## Text segment
Sequences obtained from samples collected in Bucharest were found in all clades, except for B and D. Bucharest is the capital city of Romania, with almost 2,000,000 permanent inhabitants, and is the largest university center and employer in the country. Many of its inhabitants come from all over the country, thus explaining the diversity observed in the current study for the Bucharest metropolitan area.

All sequences from the North-East region (indicated by yellow squares in Fig. 2) were found in clade A, together with TTV3 isolates P/1C1 and tth16, as well as two unassigned isolates from Malaysia (i.e., TTVMY HC9, from the serum of a control subject, and TTVMY HB25, from the serum of an HBV-infected patient). Sequences obtained from samples collected from the West and Center of the country (indicated by blue and pink squares in Fig. 2) were aggregated in clade F, together with an unassigned isolate from Malaysia (TTVMYC124) and TTV1 isolate T3PB. The separation of sequences originating in subjects living in the North-East and West regions of Romania in distinct clades may be explained by a geographical barrier – the Carpathian Mountains – limiting the population exchange between these areas. However, in order to test this hypothesis, more sequences from subjects residing in the Center and the West regions should be added to the analysis.

## Apply what you read
(a) Condense the paragraph of the text on TTV clades in Romania that begins "Sequences obtained from samples collected in Bucharest" into two sentences, keeping its main facts.
(b) List every isolate the text on TTV clades in Romania identifies by a specific designation.
(c) According to the text on TTV clades in Romania, what geographical barrier may explain why sequences from the North-East and West regions fall into distinct clades?
The records come from a source unrelated to the text above.

## Material provided

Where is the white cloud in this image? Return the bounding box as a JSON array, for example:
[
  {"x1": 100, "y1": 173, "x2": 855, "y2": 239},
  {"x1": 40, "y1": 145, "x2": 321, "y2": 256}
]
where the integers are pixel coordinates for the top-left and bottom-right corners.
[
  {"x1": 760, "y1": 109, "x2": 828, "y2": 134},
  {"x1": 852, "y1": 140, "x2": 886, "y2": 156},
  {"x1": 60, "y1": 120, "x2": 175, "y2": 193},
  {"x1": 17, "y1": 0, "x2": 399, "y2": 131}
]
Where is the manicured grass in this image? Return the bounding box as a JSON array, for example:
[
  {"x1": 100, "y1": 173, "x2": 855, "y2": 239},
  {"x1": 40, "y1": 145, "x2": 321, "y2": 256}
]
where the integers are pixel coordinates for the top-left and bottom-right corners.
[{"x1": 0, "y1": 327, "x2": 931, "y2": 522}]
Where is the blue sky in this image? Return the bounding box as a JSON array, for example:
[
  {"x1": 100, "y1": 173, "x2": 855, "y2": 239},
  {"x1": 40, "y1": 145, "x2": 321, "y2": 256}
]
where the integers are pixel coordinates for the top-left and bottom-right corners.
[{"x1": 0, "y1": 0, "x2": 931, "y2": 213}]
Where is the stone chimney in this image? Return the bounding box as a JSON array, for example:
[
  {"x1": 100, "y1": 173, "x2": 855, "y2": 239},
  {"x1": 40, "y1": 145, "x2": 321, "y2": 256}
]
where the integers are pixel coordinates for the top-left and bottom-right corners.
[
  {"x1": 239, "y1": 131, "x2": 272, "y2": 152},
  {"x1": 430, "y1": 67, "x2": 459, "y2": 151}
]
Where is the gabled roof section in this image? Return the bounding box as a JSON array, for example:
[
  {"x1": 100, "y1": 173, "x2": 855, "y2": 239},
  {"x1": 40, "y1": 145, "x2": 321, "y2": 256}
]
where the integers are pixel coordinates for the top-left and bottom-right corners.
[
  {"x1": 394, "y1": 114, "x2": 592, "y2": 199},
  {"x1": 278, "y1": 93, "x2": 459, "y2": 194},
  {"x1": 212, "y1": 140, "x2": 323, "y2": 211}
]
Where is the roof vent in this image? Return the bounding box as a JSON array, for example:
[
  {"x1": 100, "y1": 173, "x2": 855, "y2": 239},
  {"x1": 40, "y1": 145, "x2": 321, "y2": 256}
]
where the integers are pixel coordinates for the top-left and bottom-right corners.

## Numbered answers
(a) Sequences from Bucharest samples fell into every clade except B and D. As Romania's capital, with almost 2,000,000 permanent inhabitants, and as the country's largest university center and employer, Bucharest draws residents from all over the country, which accounts for this diversity.

(b)
- P/1C1
- tth16
- TTVMY HC9
- TTVMY HB25
- TTVMYC124
- T3PB

(c) The Carpathian Mountains.